↓
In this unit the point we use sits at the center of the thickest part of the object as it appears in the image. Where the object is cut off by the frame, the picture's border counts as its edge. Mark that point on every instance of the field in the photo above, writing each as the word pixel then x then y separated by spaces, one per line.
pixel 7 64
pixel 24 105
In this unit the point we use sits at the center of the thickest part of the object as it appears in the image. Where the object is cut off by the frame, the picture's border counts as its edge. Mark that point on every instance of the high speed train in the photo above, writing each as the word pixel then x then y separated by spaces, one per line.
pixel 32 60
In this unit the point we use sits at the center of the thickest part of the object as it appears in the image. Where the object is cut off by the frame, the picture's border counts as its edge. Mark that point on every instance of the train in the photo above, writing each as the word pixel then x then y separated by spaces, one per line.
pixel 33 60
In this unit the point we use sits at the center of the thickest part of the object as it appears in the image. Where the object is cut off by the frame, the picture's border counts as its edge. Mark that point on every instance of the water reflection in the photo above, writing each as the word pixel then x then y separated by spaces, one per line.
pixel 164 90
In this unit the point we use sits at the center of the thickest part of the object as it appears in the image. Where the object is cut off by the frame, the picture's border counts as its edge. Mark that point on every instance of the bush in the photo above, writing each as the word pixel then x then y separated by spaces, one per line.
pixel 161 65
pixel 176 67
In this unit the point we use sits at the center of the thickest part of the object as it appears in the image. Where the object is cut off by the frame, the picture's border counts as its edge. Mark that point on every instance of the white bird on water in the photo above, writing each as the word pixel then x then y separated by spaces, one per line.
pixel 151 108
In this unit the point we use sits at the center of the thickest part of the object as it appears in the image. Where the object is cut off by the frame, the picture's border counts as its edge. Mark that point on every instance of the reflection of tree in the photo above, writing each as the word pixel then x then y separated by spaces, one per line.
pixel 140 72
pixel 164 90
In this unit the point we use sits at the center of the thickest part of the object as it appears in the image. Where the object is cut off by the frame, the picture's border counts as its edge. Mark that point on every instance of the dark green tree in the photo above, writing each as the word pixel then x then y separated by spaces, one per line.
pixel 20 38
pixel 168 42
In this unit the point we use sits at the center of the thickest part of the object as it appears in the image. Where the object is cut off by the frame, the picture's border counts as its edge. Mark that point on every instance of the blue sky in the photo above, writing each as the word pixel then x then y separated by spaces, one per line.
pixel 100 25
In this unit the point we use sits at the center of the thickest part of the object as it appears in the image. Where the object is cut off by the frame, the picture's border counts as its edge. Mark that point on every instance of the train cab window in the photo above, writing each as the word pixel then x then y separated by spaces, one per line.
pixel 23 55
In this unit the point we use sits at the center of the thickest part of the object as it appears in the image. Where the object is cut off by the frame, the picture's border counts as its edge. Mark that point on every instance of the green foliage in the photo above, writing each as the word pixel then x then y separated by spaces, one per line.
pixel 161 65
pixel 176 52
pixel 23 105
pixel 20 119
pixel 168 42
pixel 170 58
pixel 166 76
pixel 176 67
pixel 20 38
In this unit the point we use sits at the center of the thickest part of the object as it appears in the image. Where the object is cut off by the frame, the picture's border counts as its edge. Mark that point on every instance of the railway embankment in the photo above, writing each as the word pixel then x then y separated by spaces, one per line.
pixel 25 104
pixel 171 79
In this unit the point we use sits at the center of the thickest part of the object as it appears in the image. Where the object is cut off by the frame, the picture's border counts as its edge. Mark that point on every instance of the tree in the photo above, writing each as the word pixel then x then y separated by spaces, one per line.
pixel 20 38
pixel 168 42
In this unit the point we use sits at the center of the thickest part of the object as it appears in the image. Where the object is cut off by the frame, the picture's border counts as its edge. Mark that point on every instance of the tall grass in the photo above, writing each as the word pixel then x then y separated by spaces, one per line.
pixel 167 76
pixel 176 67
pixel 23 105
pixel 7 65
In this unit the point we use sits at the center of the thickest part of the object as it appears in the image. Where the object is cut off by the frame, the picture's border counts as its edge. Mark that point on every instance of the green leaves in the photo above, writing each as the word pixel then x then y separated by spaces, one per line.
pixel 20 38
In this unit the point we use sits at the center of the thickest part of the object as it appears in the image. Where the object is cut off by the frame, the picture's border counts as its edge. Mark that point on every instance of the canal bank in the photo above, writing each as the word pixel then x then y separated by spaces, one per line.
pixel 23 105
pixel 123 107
↑
## Task item
Word for word, restate each record in the listing.

## Answer box
In this unit the point we use sits at the center of the thickest part of the object as it appears in the image. Where the object is cut off by the frame, the picture's border counts as its edge. Mark that point on every instance of the field in the photo above, writing each as the word pixel then x then y separated by spaces, one per line.
pixel 7 64
pixel 24 105
In this unit the point we use sits at the center of the thickest part of the object as it appears in the image. Where the object is cut off by the frame, the picture's border counts as its edge. Mark that point on every instance of the high speed train in the photo above, writing each as the word pixel then x then y separated by spaces, one per line.
pixel 32 60
In this unit the point we use sits at the center of the thickest part of the object as it appears in the image. Where the object is cut off by the frame, the picture's border counts as its edge. Mark that point on every instance of the train in the photo above, writing each as the word pixel then x then y separated by spaces, one per line.
pixel 33 60
In this unit the point we use sits at the center of the thickest part of the object as it appears in the image. Where the object is cut off by the frame, the picture's border counts as its edge. Mark that point on every instance of the water reflection in the photo above, writing each as the word pixel then x then y separated by spaces, one per line.
pixel 164 90
In this unit the point we use sits at the center of the thickest part of the object as it appears in the image. Where the object is cut off by the frame, the picture's border counts as its edge. Mark that point on every instance of the bush in the photo above, writing each as the word pixel then x then y separated by spaces, one per line.
pixel 161 65
pixel 176 67
In this unit the point we use sits at the center of the thickest part of the object as it appears in the image. Where the object is cut off by the frame, the picture's border counts as its edge. Mark that point on every instance of the white bird on water in the photo above, writing each as the word pixel then x then y separated by spaces, one per line.
pixel 151 108
In this unit the point we use sits at the center of the thickest part of the object as it appears in the image. Where the object is cut off by the frame, the picture's border counts as its edge. Mark that point on every instance of the reflection of tree in the photo above, writing each as the word pixel then x then y separated by spaces, one per line.
pixel 140 72
pixel 164 90
In this unit the point we use sits at the center of the thickest part of the object as it appears in the image. Where the object is cut off by the frame, the picture's border counts as its edge. Mark that point on every instance of the dark green tree in the photo above, writing each as the word pixel then x then y separated by spaces, one per line.
pixel 20 38
pixel 168 42
In this unit the point we use sits at the center of the thickest part of the object as it appears in the image. Where the object is cut off by the frame, the picture's border counts as its edge. Mark that point on every instance of the blue sky in the photo above, writing each as the word pixel then x then y separated by spaces, one per line.
pixel 100 25
In this unit the point we use sits at the center of the thickest part of the object as it appears in the image. Where the object is cut off by the frame, the picture's border counts as its edge. Mark that point on every instance of the train cab window in the photo above, writing each as the word pixel then x then y separated by spaces, one per line.
pixel 23 55
In this unit the point we use sits at the center of the thickest part of the object as it appears in the image. Where the object is cut off by the frame, the picture's border counts as its edge. Mark that point on every instance of the green foliage in the photo above, writing each as the word pixel then x then y separated by spaces, one per line.
pixel 161 65
pixel 176 52
pixel 23 105
pixel 20 119
pixel 168 42
pixel 170 58
pixel 166 76
pixel 176 67
pixel 20 38
In this unit the point we use sits at the center of the thickest part of the object as it appears in the image. Where the object is cut off by the frame, the picture's border counts as its edge. Mark that point on every instance of the railway embankment in the photo above, writing each as the word pixel then x then y separated by spaces, one per line.
pixel 25 104
pixel 171 79
In this unit the point we use sits at the center of the thickest part of the object as it appears in the image. Where the object is cut off by the frame, the picture's border counts as its edge. Mark that point on every instance of the tree in the photo above, writing each as the word pixel then x then y separated by spaces, one per line.
pixel 20 38
pixel 168 42
In this unit the point we use sits at the center of the thickest part of the object as it appears in the image. Where the object is cut off by the frame, the picture's border counts as its edge. Mark that point on every instance of the tall grass in the photo above, writing each as the word pixel then x then y separated by spaces, one per line.
pixel 167 76
pixel 176 67
pixel 23 105
pixel 7 65
In this unit the point we use sits at the center of the thickest part of the object as it appears in the image. Where the object is cut off by the frame, the picture's border counts as its edge. Mark that point on every instance of the green leaves in the photo above, writing each as the word pixel then x then y separated by spaces, one per line.
pixel 20 38
In this unit the point we use sits at the center of the thickest part of the object as it appears in the image. Where the object is cut off by the frame, the picture's border counts as its edge. Mark that point on every instance of the canal bank in the photo above, writing each as the word pixel then x then y separated by spaces, one per line.
pixel 23 105
pixel 123 107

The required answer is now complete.